*ЗАДАНИЯ К ВЫПОЛНЕНИЮ:*
a) Повторите дословно часть интервью о Таганке: всё от слов «Мы искали, искали.» и вниз до слов «было его оформить.».
b) Объясните в одном–трех предложениях, почему театр, согласно интервью о Таганке, долго не мог найти материал для камерного спектакля.
c) Напишите продолжение интервью о Таганке, начиная сразу после последней приведенной реплики.

*ФРАГМЕНТ СТРАНИЦЫ:*
○ ○ ○

Шрифт:
— Да, в «Гамлете» да. Но ведь помимо «Гамлета» у нас было девятнадцать спектаклей, и поэтому шли на Таганку не только «на Высоцкого». Просто Таганка была такое явление, очень яркое, что рядом какие-то индивидуальности, фамилии, может быть, и тонули.
— В спектакле, который вы начинали, Высоцкий выступал в качестве режиссера. Или вы вместе его делали?
— Нет, он — режиссер.
— А история появления замысла?..
— Мы давно хотели сделать какой-то спектакль, маленький, камерный, потому что Таганка ведь начиналась с массовых спектаклей, с массовых зрелищ, «театр улицы»… И мы в середине 70-х годов понимали, что надо уже переходить на какие-то камерные спектакли, психологические. Людей стали волновать их отношения. Сам человек. Но мы не могли найти материал, потому что наша драматургия современная отставала от этих проблем, а западные пьесы нам не очень тогда подходили, так как нас другое волновало. В классике очень много действующих лиц, а раз много действующих лиц, значит, это опять постановочный спектакль.
Мы искали, искали. Думали, например, сделать спектакль по дневникам Льва Николаевича Толстого и Софьи Андреевны — как вот эти два человека, которые живут рядом, одни и те же события воспринимают по-разному. Материал очень интересный, но надо было его оформить.
А потом переводчик. Вульф мне сказал, что есть пьеса Уильямса на двоих, она в двух вариантах, «Крик» называется и «Игра для двоих», и он для меня ее перевел. Мы стали с ним думать: «Кто партнер?»— «Ну, конечно, Высоцкий, кто еще!»

○ ○ ○

*ПРЕДОСТАВЛЕННЫЕ МАТЕРИАЛЫ:*
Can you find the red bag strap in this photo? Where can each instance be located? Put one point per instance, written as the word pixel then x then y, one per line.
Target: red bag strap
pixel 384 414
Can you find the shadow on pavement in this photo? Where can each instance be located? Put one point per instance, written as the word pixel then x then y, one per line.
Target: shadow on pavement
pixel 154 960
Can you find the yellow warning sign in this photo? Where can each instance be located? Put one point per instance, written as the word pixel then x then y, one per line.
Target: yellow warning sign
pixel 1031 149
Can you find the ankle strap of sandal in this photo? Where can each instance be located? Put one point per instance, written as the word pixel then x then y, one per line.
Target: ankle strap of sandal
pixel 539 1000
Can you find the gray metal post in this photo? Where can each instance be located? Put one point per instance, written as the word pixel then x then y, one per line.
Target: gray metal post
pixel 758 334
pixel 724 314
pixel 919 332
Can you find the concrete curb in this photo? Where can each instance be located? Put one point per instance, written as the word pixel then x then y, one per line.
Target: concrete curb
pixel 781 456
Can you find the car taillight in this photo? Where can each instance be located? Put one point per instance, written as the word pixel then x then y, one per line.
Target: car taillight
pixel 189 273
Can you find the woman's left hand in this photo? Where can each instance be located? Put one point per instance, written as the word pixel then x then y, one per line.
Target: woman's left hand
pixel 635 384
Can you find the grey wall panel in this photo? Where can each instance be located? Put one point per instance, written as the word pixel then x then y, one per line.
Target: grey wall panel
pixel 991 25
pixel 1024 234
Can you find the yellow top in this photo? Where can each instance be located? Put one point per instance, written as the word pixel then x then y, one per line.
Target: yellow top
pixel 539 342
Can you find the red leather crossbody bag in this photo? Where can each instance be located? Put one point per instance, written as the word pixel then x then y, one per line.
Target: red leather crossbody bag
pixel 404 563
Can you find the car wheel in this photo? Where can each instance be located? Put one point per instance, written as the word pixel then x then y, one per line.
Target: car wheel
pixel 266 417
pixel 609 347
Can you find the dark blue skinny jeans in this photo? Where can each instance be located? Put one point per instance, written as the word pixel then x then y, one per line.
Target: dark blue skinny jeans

○ ○ ○

*ОТВЕТЫ ПО ЗАДАНИЯМ:*
a)
Мы искали, искали. Думали, например, сделать спектакль по дневникам Льва Николаевича Толстого и Софьи Андреевны — как вот эти два человека, которые живут рядом, одни и те же события воспринимают по-разному. Материал очень интересный, но надо было его оформить.

b) Современная драматургия отставала от волновавших театр проблем, а западные пьесы не подходили, так как театр волновало другое. Классика тоже не годилась: в ней много действующих лиц, а значит, снова получился бы постановочный спектакль.

c)
Мы пришли с Высоцким к переводчику читать эту пьесу, пока с листа, она всем очень понравилась, и Вульф скорректировал эту пьесу специально для нас. Она была в министерских документах: «С правом постановки в Театре на Таганке для Демидовой и Высоцкого». Поэтому мы могли даже не торопиться ее делать, потому что она все равно за нами была. И вначале мы не особенно торопились, потому что Володя в то время очень много ездил, у него было много концертов — и заграничных и здесь, и спектакли у нас в театре, и я где-то снималась… А потом мы все-таки собрались и сделали первый акт и прогнали его на сцене.
Второй акт был очень сложный (там три акта в пьесе), первый и третий — не то чтобы легче, а нам все-таки более знакомы, потому что это — про двух актеров в театре. А второй акт очень сложный именно по постановке. И мы, конечно, о него споткнулись. И остановились. А в это время у нас были гастроли в Польше, мы уехали, вернулись в начале июня. А через полтора месяца Володи не стало.
Мы работали в принципе около двух лет. Ну насыщенно так — год, но не каждый день.
У нас открылась в то время «маленькая сцена». Мы вообще думали вот на этой сцене играть — этот сыграли бы спектакль, еще бы другой спектакль на двоих сыграли; потом у него была идея сделать какой-нибудь чтецкий спектакль. В общем, было очень много всяких идей…
— То есть не случайная, в общем-то, черта, что Театр на Таганке создал какой-то тип актера, который появляется не только на сцене. На это толкал театр или просто случайное совпадение, что собрались такие крупные индивидуальности?
— Не знаю. Тут, наверное, и то и другое. Потому что вот это время, середина 60-х, оно выявило какой-то другой тип людей. И оттого что случайное стечение обстоятельств, как вы говорите, объединило этих людей хотя бы на Таганке. Не только вначале были актеры. У нас был так называемый «расширенный худсовет», в него входили, тогда еще молодые, Вознесенский, Евтушенко, и ученые — Флёров например, и писатели, и критики.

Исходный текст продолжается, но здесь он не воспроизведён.